■ Records shown:
============
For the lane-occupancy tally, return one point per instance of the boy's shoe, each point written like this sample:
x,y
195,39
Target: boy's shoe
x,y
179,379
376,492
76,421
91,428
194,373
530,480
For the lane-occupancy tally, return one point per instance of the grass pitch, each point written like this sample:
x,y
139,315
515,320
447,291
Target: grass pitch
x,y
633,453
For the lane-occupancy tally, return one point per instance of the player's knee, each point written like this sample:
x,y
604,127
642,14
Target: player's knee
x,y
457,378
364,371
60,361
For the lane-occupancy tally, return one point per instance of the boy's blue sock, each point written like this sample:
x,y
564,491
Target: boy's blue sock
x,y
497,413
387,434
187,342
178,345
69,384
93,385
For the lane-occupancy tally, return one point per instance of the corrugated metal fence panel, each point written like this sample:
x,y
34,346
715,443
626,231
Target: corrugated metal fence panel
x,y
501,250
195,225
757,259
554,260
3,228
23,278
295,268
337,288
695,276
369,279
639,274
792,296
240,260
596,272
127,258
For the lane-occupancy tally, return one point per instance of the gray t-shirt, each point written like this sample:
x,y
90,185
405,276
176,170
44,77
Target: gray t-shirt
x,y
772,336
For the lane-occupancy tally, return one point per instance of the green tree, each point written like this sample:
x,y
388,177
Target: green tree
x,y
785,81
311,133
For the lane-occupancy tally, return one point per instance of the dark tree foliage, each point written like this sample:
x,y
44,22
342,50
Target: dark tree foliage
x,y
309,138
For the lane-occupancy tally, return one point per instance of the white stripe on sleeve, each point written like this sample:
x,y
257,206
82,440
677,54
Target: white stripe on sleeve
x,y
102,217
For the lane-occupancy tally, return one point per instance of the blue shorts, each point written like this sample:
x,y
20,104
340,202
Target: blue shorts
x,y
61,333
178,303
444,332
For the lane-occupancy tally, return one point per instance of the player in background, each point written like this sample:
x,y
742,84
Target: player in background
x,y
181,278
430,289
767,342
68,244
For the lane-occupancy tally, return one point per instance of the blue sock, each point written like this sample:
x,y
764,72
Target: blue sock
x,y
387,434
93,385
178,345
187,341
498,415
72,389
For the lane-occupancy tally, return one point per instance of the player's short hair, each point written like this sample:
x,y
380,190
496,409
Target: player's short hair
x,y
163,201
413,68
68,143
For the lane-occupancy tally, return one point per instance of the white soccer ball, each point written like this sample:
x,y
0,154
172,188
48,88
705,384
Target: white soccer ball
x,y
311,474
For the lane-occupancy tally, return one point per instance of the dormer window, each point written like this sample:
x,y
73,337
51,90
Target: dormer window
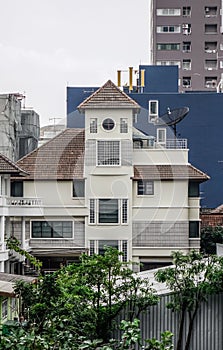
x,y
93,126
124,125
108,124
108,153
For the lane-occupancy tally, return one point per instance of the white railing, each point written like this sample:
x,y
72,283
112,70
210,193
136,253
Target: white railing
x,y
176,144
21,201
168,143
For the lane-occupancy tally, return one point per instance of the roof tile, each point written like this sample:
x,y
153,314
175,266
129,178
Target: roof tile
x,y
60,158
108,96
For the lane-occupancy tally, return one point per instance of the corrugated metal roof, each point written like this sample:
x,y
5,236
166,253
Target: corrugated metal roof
============
■ Stated task: Rescale the lines from the line containing "the white soccer" through the end of the lines above by reproducing them in full, multiplying every answer coordinate by 2.4 and rounding to whole numbers (halves round up) while leaving the sample coordinates unchanged. Omit the pictures.

■ Right answer:
For the lane-occupancy tally, return one point per instance of the white soccer ball, each point written like this sample:
x,y
0,154
172,188
48,88
705,384
Target: white soccer ball
x,y
746,1138
For the lane-occupancy tally, return one point per instance of the dormer window, each point written like this sample:
x,y
73,337
51,90
Target: dormer window
x,y
223,302
298,300
259,298
259,367
For the lane-occupancy tally, return one point per instance of the white railing, each point written like this sample:
x,y
72,283
112,70
210,193
136,253
Target: white railing
x,y
422,346
50,482
403,343
For the lane-occupancy tally, return one point per instance of the roof tile, each point written like this sample:
x,y
153,314
175,266
129,178
Target: roof tile
x,y
144,379
259,230
For the lane-occupancy tally, return one point per instance of the corrugated metal roof, each point written like this sample:
x,y
5,236
166,253
Target: corrugated metal roof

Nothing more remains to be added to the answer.